(Items from a labeling collection)
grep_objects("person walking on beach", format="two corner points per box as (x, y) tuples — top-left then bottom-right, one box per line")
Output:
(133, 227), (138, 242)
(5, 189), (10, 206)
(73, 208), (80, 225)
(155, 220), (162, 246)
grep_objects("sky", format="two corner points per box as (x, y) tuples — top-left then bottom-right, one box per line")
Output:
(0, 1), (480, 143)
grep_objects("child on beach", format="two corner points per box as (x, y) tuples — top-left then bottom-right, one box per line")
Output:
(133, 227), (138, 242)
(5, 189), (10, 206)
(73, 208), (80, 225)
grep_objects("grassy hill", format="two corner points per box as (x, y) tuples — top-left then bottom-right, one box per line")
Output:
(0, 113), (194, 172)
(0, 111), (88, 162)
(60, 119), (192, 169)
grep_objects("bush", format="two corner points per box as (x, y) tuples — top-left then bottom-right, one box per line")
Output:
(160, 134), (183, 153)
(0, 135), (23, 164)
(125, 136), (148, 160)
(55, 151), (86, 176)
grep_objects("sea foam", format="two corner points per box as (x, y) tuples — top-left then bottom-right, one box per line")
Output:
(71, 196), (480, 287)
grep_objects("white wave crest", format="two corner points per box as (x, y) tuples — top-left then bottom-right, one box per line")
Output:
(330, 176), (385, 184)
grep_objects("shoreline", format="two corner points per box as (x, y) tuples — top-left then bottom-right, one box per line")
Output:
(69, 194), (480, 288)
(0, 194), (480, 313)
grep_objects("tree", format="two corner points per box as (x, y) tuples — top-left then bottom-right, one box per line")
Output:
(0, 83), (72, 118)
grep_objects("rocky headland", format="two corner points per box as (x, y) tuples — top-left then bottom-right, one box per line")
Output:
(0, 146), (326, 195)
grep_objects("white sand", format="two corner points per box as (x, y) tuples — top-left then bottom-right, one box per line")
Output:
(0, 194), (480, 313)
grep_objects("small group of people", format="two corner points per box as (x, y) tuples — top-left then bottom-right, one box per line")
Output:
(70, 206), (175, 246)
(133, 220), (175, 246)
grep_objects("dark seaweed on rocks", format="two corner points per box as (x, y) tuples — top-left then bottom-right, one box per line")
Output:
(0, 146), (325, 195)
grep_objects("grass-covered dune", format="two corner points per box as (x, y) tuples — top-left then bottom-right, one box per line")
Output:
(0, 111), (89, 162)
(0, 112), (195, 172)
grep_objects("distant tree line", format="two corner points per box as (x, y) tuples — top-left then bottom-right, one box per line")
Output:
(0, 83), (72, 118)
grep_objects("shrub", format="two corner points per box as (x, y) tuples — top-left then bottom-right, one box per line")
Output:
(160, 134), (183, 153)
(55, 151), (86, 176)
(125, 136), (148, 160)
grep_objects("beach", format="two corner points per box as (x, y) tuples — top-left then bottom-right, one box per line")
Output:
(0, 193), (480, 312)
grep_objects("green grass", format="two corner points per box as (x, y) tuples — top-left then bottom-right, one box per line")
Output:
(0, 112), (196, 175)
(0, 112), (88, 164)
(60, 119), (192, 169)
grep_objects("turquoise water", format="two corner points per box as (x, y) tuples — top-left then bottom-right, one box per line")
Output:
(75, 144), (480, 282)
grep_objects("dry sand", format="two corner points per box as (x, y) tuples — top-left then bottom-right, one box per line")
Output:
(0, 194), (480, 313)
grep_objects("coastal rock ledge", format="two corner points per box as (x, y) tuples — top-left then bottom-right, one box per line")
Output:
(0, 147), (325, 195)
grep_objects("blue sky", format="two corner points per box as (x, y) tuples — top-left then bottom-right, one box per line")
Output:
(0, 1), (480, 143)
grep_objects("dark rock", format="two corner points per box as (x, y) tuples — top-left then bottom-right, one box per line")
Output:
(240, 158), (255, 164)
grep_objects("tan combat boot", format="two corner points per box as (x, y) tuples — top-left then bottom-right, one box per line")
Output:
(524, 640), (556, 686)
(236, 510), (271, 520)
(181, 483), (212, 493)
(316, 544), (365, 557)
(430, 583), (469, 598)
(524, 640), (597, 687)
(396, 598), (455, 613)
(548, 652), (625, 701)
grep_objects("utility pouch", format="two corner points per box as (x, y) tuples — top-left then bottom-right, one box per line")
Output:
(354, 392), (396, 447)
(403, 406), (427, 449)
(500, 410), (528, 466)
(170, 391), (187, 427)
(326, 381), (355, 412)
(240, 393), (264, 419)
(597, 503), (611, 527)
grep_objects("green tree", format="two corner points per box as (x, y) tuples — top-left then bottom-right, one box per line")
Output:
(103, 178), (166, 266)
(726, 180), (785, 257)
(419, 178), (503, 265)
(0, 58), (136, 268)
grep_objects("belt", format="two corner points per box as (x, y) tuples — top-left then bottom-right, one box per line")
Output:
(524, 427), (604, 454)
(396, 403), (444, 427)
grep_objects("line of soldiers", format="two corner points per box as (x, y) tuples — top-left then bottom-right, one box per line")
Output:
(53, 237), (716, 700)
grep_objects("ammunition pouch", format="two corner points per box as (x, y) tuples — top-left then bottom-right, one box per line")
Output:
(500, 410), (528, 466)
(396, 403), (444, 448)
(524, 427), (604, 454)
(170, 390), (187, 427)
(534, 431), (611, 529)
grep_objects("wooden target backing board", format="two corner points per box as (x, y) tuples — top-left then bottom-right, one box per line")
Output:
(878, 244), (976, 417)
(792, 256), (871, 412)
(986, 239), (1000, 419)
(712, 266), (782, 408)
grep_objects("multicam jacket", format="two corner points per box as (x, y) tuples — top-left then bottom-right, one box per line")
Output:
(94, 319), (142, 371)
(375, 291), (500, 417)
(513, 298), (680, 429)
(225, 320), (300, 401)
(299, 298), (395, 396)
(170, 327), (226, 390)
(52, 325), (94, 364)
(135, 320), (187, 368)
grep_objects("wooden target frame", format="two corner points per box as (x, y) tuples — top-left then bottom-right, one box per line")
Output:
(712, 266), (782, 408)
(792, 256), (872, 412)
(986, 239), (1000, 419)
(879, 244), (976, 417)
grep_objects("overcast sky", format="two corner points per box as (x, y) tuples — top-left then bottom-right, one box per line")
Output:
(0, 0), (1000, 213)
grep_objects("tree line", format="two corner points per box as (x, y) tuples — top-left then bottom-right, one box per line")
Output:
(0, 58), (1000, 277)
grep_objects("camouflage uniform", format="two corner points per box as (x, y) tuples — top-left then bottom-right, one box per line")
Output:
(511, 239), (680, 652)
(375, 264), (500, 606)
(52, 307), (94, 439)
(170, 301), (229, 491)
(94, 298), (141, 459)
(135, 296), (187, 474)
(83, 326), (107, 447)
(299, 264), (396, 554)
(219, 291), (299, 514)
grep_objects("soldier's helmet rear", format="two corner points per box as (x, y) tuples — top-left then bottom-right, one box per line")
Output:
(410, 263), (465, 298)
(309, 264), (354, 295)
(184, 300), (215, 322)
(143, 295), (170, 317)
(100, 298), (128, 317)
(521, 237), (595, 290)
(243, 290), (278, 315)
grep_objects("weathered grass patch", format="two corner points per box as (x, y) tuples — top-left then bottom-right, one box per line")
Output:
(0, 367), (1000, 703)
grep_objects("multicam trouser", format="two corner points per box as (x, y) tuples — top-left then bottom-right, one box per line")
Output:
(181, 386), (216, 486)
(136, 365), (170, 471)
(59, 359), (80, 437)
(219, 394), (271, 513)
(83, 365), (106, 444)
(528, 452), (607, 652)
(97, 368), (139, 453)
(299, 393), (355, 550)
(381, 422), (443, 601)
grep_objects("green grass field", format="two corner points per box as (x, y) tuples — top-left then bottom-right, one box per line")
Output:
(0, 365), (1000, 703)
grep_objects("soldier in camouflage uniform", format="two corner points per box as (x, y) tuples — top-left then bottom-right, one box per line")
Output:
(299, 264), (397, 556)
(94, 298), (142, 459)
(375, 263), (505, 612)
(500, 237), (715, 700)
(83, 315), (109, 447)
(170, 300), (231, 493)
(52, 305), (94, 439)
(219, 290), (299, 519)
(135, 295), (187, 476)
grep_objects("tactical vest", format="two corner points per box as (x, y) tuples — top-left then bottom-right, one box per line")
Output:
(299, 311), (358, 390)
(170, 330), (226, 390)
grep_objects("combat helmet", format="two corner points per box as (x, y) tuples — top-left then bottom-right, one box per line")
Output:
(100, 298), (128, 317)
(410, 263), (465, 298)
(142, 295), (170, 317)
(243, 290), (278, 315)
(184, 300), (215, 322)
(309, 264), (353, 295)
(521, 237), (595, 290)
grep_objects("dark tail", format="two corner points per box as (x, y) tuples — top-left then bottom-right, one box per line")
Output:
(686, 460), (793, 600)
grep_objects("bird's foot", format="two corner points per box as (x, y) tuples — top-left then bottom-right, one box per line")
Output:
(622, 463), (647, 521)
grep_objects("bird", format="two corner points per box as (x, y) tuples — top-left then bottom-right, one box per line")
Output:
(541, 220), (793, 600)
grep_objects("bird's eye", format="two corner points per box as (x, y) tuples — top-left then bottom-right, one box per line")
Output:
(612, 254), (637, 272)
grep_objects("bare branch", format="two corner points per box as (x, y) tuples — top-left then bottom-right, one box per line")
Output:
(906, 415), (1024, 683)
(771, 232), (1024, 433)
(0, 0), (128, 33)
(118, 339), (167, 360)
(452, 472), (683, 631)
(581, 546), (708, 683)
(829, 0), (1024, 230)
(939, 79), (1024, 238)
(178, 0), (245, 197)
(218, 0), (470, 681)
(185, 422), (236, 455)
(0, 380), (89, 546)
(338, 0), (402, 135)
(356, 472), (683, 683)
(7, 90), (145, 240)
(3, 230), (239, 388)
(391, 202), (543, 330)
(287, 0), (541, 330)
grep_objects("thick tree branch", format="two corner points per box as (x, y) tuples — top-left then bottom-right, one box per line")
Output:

> What the task requires
Put the records from the start up to and including the line with "(133, 220), (175, 246)" into a two-column CSV with the columns input and output, one row for each input and its output. Quote every field and replace line breaks with spaces.

> Worked answer
input,output
"grep_objects(""person walking on beach"", format=""two corner points per box as (x, y) tuples — top-left then bottom-right, one box per line"") Output:","(133, 227), (138, 242) (5, 189), (10, 206) (73, 208), (80, 225) (155, 220), (162, 246)"
"grep_objects(""sky"", format=""two corner points per box as (x, y) tuples — top-left then bottom-right, one box per line"") Output:","(0, 1), (480, 143)"
"grep_objects(""child on beach"", format=""two corner points per box as (x, y) tuples — top-left then bottom-right, one box per line"") Output:","(133, 227), (138, 242) (5, 189), (10, 206) (73, 208), (80, 225)"
"grep_objects(""grassy hill"", format=""two corner points per box as (x, y) tuples — top-left then bottom-right, one box per line"") Output:","(0, 113), (194, 172) (0, 111), (88, 162) (60, 119), (192, 169)"
"grep_objects(""bush"", format=""two corner points per box as (x, y) tuples — top-left then bottom-right, one box per line"") Output:","(160, 134), (183, 153) (0, 135), (23, 164) (125, 136), (148, 160) (55, 151), (86, 176)"
"grep_objects(""sea foam"", format=""two corner points per box as (x, y) tuples — top-left then bottom-right, one box per line"") Output:","(71, 196), (480, 287)"
"grep_objects(""white wave crest"", format=""two corner points per box as (x, y) tuples — top-left then bottom-right, one box per line"") Output:","(330, 176), (385, 184)"
"grep_objects(""shoreline"", format=""two corner points per box as (x, y) tuples — top-left then bottom-right, one box per line"") Output:","(69, 194), (480, 288) (0, 194), (480, 313)"
"grep_objects(""tree"", format=""two corner points per box as (x, y) tuples — top-left then bottom-right, one box per line"") Output:","(0, 83), (72, 118)"
"grep_objects(""rocky headland"", format=""two corner points per box as (x, y) tuples — top-left then bottom-right, one box per line"") Output:","(0, 146), (326, 195)"
"grep_objects(""white sand"", format=""two corner points per box as (x, y) tuples — top-left then bottom-right, one box per line"") Output:","(0, 194), (480, 313)"
"grep_objects(""small group of people"", format=""two corner points per box as (x, y) tuples — top-left then bottom-right, one box per line"") Output:","(70, 206), (175, 246) (133, 220), (175, 246)"